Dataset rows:
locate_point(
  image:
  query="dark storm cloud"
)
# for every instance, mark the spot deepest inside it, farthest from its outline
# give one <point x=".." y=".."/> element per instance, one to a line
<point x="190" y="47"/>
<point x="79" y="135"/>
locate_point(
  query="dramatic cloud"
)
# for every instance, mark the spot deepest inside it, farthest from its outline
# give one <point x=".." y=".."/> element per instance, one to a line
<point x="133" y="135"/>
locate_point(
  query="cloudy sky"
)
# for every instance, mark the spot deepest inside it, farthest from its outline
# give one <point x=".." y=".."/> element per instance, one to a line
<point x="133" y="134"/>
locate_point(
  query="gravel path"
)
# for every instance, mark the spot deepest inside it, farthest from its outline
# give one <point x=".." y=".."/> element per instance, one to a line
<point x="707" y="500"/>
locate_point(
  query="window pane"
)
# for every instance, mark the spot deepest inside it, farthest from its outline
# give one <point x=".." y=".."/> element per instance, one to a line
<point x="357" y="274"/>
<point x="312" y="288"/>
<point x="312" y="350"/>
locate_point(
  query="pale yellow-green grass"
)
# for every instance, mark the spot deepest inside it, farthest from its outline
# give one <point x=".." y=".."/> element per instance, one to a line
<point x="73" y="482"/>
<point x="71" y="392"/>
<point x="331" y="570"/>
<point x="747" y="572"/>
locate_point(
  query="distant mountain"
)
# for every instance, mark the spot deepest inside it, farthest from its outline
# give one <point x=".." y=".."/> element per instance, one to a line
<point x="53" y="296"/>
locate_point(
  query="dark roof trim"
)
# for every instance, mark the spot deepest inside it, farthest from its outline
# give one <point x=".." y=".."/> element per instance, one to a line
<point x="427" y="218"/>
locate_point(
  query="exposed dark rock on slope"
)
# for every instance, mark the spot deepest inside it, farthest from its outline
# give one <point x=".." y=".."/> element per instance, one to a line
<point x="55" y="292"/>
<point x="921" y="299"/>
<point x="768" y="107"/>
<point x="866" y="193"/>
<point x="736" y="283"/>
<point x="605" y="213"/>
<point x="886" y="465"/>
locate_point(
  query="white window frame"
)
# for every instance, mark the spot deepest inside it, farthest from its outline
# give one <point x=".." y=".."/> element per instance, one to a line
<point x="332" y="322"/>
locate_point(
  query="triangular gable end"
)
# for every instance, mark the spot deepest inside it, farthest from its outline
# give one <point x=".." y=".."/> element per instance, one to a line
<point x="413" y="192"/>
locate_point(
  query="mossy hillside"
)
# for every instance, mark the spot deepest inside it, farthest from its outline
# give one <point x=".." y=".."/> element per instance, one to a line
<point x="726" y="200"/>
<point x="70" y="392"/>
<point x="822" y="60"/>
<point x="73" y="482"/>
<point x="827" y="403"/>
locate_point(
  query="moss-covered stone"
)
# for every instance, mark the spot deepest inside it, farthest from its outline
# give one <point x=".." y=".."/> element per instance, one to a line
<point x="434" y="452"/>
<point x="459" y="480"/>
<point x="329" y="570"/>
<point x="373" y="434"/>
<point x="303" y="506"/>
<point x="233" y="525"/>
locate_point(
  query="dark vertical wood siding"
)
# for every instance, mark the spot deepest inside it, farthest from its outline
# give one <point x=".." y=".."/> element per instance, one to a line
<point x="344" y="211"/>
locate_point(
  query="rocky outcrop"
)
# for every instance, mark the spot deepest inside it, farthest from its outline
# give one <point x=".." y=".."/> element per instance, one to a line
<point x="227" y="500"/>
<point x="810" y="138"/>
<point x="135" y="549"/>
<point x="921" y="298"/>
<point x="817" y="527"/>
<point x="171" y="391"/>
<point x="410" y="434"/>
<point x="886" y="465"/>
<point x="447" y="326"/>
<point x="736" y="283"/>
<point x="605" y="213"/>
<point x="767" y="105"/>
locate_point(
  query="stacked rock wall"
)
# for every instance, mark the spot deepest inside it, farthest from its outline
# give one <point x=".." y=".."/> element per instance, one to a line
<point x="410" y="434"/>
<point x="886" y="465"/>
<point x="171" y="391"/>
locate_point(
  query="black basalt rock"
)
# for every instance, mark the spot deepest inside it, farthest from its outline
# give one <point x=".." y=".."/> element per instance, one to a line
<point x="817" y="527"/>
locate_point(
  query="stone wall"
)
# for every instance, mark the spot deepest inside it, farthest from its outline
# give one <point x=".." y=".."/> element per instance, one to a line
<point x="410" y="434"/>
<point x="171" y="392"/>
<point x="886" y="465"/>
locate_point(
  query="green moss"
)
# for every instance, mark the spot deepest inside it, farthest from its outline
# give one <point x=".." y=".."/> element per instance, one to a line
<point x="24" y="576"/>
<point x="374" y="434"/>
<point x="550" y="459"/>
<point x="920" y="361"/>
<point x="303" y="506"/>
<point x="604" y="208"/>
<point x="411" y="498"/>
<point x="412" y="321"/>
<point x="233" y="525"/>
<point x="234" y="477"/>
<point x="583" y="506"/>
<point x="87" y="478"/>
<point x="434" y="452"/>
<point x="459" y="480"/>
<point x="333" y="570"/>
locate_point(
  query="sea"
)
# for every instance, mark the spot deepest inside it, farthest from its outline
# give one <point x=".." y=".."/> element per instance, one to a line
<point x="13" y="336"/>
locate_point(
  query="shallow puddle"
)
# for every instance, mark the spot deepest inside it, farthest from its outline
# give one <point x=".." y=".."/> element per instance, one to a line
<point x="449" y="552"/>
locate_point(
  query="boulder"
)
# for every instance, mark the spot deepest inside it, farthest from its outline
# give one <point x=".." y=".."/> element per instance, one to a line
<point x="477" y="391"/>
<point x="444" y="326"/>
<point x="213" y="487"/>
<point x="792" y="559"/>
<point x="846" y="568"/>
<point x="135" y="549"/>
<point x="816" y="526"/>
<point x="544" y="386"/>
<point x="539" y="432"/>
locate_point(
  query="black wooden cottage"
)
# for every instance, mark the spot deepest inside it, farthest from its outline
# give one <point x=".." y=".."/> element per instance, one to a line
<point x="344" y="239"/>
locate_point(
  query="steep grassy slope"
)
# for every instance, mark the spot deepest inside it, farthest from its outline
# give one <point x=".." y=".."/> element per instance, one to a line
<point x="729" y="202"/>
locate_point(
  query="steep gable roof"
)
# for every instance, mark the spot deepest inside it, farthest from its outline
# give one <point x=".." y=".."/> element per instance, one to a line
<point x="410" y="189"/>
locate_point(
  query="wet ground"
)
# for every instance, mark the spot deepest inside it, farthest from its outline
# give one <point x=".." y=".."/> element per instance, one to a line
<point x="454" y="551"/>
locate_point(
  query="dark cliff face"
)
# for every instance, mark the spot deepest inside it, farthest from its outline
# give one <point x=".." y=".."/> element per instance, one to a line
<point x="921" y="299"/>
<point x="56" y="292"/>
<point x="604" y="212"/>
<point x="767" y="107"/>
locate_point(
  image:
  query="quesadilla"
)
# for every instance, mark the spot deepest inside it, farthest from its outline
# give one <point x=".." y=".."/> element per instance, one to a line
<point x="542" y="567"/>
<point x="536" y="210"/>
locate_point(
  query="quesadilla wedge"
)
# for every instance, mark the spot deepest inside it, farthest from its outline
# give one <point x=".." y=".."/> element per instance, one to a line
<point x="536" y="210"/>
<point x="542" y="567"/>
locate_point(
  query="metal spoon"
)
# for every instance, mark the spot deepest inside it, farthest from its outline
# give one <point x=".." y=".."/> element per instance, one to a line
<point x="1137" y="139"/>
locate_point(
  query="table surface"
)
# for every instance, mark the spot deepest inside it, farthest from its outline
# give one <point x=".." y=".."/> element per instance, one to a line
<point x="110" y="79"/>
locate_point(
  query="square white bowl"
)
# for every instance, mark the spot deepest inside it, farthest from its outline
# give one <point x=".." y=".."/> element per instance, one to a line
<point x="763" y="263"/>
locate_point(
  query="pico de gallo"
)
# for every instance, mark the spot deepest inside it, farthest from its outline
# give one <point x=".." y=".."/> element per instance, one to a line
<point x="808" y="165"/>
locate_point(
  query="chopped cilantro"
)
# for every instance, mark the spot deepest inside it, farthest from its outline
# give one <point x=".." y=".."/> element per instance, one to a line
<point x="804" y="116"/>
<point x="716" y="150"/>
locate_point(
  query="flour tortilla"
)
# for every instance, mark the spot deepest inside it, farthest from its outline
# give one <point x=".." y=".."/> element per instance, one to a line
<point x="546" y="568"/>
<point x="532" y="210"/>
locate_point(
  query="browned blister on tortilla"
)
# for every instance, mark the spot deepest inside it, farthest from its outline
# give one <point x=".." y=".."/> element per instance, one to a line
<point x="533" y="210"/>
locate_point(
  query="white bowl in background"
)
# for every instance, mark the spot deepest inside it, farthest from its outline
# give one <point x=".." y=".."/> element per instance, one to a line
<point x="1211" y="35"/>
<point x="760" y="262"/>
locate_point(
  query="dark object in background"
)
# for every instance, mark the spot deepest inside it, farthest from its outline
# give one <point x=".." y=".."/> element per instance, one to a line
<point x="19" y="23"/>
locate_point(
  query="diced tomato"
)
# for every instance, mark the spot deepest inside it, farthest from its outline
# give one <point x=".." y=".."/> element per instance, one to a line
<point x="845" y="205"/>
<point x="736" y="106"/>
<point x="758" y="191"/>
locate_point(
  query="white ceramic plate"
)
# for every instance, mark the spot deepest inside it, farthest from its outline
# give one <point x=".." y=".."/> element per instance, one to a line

→ **EXERCISE INSTRUCTIONS**: Return each line of the material above that contains the string "stone", copied in full.

→ **SOLUTION FOR THIS TASK**:
  query="moss-covered stone"
  query="stone wall"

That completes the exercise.